[Given request 1]: Retype the passage of the post on the equality of women and men between "Thursday, November 28, 2024" and "the equality of women and men.", inclusive.
[Given request 2]:
Answer these questions using the post on the equality of women and men:
(a) According to the post, what does principle win out by, instead of compulsion?
(b) For what was the woman in the second discussion famous?
(c) What did the professor say when a student began an answer with "I feel..."?

** begin Text section **

Thursday, November 28, 2024

Two newly translated discussions on equality of women and men.

Two newly translated passages by the Master on the equality of women and men. 

The first discussion has implications not just for that principle but for equal rights (which Abdu'l-Baha names as a Baha'i principle as well). Principle does not win out by compulsion, he asserts, but by the "acquisition of virtues" gained by education. In the second, the Master demonstrates how to deal with what we now would call an anti-feminist. By mixing humour with drama (she was a famous actress after all) in with the argument, He gets the point across without acrimony. At one point, He reminds me of what one of my professors did to our class. Whenever one of us started to answer with, "I feel..." he would cut them off, saying, "We are not interested in how you feel, we want to know what you think, and why."

** end Text section **
** begin Supplied material **

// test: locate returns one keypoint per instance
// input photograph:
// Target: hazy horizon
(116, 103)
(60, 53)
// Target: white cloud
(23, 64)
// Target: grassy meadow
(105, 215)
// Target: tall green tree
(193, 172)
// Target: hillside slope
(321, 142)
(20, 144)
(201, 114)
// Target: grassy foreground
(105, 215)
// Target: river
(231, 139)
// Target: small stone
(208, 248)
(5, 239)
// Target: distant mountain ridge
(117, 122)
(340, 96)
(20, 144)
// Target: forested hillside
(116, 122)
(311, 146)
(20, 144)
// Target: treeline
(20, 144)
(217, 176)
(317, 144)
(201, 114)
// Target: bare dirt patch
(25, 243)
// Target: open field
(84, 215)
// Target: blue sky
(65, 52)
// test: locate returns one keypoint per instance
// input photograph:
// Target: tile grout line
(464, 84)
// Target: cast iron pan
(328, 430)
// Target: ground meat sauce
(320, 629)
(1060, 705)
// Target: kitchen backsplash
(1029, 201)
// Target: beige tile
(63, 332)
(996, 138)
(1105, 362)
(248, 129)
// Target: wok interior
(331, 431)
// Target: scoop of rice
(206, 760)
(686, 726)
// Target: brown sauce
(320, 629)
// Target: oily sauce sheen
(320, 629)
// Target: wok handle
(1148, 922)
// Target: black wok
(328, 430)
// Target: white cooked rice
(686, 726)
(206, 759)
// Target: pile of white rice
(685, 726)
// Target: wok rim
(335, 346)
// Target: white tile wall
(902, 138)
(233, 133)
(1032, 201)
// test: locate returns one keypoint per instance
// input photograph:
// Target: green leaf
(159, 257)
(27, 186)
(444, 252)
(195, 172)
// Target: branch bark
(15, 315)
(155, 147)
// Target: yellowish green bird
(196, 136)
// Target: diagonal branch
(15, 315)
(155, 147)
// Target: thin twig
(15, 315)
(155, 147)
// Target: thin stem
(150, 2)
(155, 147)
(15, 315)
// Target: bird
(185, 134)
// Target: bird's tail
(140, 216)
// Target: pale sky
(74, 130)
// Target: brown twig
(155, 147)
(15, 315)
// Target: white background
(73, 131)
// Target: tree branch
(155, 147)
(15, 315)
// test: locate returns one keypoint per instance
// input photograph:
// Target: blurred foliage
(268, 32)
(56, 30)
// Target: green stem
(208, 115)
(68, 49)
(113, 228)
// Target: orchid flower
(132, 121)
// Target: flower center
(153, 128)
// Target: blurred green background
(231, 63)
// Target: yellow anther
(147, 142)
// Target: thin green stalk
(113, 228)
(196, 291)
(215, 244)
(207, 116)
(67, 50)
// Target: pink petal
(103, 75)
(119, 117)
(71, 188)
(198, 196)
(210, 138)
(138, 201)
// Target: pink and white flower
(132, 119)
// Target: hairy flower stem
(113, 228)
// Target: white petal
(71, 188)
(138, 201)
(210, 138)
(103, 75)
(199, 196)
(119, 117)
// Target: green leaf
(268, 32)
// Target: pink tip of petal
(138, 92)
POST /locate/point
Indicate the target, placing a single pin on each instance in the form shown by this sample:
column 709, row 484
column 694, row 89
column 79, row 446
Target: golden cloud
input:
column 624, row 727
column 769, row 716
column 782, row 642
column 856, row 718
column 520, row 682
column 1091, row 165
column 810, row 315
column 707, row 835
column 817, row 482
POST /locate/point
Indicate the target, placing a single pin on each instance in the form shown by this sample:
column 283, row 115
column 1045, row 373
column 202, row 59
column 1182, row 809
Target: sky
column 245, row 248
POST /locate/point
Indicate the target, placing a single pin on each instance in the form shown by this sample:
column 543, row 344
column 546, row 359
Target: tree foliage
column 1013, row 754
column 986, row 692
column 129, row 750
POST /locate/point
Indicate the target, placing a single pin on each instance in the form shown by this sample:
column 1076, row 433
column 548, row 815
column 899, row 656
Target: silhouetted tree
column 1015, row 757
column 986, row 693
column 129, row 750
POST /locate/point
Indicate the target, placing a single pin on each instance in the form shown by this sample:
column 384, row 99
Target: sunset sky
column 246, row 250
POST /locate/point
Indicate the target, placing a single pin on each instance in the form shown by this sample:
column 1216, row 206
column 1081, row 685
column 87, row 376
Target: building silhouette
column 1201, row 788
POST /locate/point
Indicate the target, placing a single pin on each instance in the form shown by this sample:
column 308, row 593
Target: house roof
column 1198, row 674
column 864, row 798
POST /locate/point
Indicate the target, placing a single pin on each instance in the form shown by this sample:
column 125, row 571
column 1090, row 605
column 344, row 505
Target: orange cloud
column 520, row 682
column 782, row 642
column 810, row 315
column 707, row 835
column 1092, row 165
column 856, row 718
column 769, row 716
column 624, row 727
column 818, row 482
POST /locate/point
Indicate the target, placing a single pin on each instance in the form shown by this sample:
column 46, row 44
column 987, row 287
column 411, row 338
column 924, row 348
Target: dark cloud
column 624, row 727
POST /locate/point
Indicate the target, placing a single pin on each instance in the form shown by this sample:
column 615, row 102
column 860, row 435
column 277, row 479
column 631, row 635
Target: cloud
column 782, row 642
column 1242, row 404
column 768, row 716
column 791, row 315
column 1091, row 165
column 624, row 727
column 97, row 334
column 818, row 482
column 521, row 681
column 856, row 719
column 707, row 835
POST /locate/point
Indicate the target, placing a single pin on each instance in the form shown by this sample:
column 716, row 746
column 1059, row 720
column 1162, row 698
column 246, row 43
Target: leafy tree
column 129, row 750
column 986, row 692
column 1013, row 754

** end Supplied material **

[Full response 1]:
Thursday, November 28, 2024

Two newly translated discussions on equality of women and men.

Two newly translated passages by the Master on the equality of women and men.

[Full response 2]:
(a) The "acquisition of virtues" gained by education.
(b) She was a famous actress.
(c) "We are not interested in how you feel, we want to know what you think, and why."